Set of tasks:
1 > Translate this sentence from the VBA post into Spanish: "VBA seemed like the holy grail of Excel skills."
2 > Rewrite the VBA post starting with "Do Analysts and" and going on through "and scenario calculation.", putting "spreadsheet specialist" in place of "spreadsheet warrior".

Extract to read:
****
Excel, Power BI

Do Analysts and Excel Pros Need VBA in 2021?

I started my career as a spreadsheet warrior in 2014. Like many Excel pros, my first job wasn’t actually designing or developing spreadsheets and data analysis tools. I was doing daily number crunching in models built by the pros in my organization. These models relied heavily on VBA macros for automation and scenario calculation.

VBA seemed like the holy grail of Excel skills. I studied in the evenings and tried to find opportunities to use it during work hours. It was the first real programming language I ever encountered besides the native Excel formula language. It is a wonderfully powerful and complex language that can do pretty awesome things in a spreadsheet. My favorite project was developing a set of macros to help my friend automate some tedious web browser tasks that were very routine and time consuming, thus freeing him up to goof off in my office most of the day (in productive ways of course). Pretty cool, right?
****
[Stored items]
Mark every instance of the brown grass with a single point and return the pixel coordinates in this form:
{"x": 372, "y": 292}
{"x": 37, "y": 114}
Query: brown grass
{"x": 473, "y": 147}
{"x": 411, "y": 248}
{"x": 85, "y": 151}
****
Problem solutions:
1 > VBA parecía el santo grial de las habilidades de Excel.

2 >
Do Analysts and Excel Pros Need VBA in 2021?

I started my career as a spreadsheet specialist in 2014. Like many Excel pros, my first job wasn’t actually designing or developing spreadsheets and data analysis tools. I was doing daily number crunching in models built by the pros in my organization. These models relied heavily on VBA macros for automation and scenario calculation.